→ **Given text**:

Remembering Your Dreams

In order to work with our dream self we must first and foremost remember our dreams. Often we may wake up in the morning believing that we have not had any dreams. But it is more likely that we have not yet remembered the dreams we did indeed have. Think of the many times you have gotten up and dressed and gone off to work or school and then, out of the blue, recalled a dream experience. Such recall comes suddenly and for no apparent reason. This is one way our dreams come back to us.

Don't feel discouraged if you do not remember your dreams on awakening. Dream recall can come at any time during your day, and you can do many things to encourage better dream recall. We've put together a list of our favorite ten.

Key #1: Get Enough Restful Sleep

Most people need at least six to eight hours of uninterrupted sleep in order to experience the highest level of dream recall. We need to go through the ninety-minute sleep/dream cycle several times before we become rested enough to have a conscious memory of our dreams.

With some exceptions, most people who only get four or five hours of sleep each night short-circuit their natural dream cycle. Only you know exactly how sleep much you need. You might want to experiment several nights in a row to discover the optimum number of hours you need to obtain the clearest dream recall.

→ **Required task 1**:
Answer these questions from the text on remembering dreams:
(a) According to the text, when can dream recall come?
(b) How many hours of uninterrupted sleep do most people need for the highest level of dream recall?
(c) How long is the sleep/dream cycle?
→ **Required task 2**: In the text on remembering dreams, the sentence beginning "Think of the many times" names several things you may do before a dream suddenly comes back. List every one of them.

→ **Stored items from a collection**:

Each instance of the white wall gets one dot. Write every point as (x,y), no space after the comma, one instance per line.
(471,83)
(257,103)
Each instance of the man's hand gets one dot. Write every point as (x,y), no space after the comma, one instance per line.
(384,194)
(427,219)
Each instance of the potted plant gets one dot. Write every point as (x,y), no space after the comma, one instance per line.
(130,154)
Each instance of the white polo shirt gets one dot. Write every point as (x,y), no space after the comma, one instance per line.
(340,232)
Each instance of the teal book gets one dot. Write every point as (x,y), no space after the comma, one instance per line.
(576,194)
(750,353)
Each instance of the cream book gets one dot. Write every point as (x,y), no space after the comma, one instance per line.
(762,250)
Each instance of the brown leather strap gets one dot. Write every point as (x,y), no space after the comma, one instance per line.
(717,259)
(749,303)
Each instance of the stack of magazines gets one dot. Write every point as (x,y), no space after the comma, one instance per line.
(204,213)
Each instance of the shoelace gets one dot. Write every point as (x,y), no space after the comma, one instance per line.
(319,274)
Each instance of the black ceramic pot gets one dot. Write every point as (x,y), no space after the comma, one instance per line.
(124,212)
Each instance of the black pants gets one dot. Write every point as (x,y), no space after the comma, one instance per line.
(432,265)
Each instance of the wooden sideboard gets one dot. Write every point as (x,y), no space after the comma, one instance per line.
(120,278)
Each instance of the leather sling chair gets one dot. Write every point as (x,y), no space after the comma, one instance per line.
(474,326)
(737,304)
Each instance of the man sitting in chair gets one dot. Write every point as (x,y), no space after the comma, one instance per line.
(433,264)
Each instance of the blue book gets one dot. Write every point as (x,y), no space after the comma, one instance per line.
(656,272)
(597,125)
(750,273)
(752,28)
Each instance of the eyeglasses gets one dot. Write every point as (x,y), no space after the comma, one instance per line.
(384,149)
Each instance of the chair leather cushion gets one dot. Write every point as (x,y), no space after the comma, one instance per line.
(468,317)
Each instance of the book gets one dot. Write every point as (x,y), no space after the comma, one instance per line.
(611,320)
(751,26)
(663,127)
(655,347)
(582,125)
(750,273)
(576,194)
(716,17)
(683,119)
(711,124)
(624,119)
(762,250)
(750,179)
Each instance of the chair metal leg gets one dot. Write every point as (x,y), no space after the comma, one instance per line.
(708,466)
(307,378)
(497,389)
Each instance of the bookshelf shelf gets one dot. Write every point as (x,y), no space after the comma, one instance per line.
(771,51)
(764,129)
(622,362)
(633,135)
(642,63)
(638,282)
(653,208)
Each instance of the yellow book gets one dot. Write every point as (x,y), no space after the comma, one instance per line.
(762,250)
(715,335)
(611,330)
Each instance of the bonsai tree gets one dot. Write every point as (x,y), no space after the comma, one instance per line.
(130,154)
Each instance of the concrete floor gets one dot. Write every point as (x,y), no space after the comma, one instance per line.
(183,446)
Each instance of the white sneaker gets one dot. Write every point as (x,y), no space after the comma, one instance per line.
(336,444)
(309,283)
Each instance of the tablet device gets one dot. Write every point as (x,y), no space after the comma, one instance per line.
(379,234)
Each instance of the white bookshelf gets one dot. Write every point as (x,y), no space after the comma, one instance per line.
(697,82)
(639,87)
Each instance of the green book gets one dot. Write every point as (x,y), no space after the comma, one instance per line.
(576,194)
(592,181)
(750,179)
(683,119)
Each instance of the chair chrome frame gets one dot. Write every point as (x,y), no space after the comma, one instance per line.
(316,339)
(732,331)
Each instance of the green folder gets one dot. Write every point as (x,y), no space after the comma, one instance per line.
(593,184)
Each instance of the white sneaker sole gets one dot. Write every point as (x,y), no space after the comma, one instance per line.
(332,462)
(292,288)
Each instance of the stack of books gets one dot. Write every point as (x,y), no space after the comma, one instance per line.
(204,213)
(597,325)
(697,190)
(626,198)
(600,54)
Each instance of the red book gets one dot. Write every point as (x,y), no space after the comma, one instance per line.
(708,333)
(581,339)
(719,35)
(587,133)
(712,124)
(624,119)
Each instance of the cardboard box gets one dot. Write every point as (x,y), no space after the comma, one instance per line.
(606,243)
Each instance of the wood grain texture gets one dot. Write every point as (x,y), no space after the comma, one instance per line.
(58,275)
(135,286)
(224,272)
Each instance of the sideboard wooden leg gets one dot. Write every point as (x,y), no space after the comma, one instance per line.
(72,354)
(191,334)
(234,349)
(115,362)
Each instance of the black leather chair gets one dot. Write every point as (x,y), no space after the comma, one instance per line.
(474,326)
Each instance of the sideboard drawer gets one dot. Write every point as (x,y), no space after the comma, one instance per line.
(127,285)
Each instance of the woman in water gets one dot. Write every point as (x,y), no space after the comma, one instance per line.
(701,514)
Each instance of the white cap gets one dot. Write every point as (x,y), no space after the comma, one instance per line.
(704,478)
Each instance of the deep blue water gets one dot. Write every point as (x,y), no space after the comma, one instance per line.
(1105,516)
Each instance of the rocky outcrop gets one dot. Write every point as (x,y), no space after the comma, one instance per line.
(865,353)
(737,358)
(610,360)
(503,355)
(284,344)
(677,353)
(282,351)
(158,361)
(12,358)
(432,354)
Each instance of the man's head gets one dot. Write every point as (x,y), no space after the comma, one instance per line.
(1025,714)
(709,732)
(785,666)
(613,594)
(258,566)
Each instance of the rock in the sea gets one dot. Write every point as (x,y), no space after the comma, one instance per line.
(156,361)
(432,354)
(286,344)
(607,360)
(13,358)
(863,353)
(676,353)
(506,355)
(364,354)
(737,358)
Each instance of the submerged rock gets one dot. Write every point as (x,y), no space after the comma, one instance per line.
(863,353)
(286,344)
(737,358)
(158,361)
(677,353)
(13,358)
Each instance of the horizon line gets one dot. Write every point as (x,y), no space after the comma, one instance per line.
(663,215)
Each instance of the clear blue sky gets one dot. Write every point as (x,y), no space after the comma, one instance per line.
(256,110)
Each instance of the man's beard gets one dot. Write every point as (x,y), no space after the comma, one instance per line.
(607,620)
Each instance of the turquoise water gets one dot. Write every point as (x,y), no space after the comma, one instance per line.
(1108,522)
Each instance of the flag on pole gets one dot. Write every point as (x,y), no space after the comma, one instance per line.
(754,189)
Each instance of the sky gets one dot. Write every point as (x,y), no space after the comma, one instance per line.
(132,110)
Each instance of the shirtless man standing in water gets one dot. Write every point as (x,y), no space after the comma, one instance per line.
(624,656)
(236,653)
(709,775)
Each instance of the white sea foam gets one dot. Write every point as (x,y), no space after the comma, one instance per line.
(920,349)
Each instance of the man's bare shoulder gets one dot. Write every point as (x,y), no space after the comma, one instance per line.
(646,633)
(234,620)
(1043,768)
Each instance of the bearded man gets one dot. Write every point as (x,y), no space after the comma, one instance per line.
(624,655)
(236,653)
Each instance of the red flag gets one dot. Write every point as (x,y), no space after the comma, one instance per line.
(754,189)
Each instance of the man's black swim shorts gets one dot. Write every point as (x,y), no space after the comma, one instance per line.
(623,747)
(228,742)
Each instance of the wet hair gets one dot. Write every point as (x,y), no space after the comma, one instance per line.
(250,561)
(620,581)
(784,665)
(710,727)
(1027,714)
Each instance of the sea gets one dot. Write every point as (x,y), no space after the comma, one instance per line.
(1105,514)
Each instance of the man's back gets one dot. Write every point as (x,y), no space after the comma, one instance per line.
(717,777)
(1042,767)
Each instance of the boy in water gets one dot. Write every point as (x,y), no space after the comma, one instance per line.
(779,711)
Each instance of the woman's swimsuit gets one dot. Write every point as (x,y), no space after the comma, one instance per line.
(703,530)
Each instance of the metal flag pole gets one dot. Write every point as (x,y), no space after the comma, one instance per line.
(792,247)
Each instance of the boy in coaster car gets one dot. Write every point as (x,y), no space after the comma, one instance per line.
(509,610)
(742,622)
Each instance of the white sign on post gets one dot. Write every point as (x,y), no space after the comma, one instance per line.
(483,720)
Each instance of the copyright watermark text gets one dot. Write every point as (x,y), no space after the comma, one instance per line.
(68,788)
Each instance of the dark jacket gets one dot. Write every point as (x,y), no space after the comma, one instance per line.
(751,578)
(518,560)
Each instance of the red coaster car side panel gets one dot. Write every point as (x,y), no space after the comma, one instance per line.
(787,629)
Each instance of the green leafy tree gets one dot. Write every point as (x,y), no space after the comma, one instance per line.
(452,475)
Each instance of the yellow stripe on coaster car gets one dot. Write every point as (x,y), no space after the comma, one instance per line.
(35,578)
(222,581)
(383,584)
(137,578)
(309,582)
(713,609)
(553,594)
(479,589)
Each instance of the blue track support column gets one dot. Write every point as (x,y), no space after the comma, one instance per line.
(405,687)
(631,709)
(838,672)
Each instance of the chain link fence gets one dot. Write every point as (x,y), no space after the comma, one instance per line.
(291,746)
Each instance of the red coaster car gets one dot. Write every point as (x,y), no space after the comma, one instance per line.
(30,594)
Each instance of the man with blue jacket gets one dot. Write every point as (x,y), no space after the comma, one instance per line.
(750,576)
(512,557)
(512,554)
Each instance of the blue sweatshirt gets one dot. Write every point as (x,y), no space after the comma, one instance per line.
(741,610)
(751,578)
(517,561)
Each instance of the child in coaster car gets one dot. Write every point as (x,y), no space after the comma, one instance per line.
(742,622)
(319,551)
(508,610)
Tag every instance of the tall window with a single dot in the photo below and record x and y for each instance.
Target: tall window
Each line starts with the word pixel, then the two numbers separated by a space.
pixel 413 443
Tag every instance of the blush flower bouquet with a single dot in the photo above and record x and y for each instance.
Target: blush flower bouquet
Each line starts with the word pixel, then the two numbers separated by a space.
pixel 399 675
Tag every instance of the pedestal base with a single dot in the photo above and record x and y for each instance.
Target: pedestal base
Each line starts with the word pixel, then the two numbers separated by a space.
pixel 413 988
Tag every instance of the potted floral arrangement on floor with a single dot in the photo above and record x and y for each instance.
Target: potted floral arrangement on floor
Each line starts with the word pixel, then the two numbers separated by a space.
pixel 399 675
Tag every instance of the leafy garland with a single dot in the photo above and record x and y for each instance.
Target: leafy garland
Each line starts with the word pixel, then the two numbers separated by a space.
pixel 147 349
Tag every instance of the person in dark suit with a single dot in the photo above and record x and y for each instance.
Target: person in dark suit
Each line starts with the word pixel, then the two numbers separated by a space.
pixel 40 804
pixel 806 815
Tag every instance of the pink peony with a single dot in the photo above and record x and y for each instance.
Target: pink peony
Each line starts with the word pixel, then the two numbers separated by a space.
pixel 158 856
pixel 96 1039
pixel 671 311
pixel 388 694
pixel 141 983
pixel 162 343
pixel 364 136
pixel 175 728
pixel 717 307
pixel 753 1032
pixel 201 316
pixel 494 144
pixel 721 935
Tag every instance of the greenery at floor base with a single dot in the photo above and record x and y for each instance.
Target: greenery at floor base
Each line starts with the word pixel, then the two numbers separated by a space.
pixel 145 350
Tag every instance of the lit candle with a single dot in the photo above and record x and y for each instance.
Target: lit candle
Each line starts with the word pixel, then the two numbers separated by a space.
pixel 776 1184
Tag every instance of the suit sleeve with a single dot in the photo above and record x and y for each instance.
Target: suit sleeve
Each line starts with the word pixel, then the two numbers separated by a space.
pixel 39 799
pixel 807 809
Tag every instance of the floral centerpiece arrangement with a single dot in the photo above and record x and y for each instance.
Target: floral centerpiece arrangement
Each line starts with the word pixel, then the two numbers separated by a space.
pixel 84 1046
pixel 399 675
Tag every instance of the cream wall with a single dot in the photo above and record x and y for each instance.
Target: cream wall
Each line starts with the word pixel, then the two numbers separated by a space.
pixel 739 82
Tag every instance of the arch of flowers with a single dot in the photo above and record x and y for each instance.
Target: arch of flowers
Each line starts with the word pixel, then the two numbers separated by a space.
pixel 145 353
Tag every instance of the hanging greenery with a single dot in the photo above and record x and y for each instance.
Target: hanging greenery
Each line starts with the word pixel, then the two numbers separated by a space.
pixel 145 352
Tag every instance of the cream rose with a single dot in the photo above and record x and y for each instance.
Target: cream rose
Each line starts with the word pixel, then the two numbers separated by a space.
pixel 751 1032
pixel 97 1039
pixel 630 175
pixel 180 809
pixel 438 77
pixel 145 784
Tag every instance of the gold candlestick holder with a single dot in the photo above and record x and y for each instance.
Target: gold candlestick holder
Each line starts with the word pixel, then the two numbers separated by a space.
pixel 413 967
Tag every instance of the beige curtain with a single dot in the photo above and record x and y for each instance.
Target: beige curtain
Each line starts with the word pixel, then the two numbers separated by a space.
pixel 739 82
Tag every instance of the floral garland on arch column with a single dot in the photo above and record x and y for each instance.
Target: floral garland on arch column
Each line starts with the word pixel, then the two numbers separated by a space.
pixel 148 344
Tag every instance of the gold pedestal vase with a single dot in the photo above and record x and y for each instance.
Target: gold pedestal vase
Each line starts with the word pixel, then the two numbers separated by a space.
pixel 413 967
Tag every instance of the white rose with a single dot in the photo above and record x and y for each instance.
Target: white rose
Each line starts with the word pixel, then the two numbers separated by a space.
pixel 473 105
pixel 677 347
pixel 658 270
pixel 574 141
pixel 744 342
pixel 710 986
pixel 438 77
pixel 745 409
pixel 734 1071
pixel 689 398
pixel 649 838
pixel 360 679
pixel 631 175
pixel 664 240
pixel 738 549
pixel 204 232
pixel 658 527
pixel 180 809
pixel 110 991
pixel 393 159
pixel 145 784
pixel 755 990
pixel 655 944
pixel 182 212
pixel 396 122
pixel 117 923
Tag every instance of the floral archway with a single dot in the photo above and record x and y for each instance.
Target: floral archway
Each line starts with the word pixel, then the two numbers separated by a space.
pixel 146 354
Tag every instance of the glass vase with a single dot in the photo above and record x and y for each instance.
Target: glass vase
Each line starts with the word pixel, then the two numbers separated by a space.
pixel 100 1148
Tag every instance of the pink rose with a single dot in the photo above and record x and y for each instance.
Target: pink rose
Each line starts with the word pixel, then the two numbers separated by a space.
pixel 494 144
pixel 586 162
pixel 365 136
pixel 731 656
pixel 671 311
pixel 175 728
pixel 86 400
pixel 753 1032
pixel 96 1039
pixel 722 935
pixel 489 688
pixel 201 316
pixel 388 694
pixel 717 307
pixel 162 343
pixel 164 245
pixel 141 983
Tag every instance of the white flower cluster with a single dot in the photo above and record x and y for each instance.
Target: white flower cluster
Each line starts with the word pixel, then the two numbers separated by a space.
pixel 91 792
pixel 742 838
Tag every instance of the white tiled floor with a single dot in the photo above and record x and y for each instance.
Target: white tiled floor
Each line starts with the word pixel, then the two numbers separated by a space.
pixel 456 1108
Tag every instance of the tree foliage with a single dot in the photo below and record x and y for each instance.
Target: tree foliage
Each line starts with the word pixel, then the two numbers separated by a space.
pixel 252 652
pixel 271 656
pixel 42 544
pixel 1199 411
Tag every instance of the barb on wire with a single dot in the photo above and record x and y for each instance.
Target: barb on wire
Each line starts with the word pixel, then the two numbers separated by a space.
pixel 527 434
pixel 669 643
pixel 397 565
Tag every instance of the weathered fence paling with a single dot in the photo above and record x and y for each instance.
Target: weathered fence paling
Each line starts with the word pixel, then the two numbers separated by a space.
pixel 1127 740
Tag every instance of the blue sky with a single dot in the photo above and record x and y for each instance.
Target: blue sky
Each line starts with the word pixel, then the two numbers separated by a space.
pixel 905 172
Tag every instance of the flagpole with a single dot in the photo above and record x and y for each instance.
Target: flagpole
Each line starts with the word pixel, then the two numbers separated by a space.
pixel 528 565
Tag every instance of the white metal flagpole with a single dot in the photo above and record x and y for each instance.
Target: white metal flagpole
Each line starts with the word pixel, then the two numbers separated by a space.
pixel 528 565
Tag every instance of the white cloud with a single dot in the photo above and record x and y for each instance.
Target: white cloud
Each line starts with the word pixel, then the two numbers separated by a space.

→ **Exercise output 1**:
(a) At any time during your day.
(b) At least six to eight hours.
(c) Ninety minutes.

→ **Exercise output 2**:
- Gotten up
- Dressed
- Gone off to work or school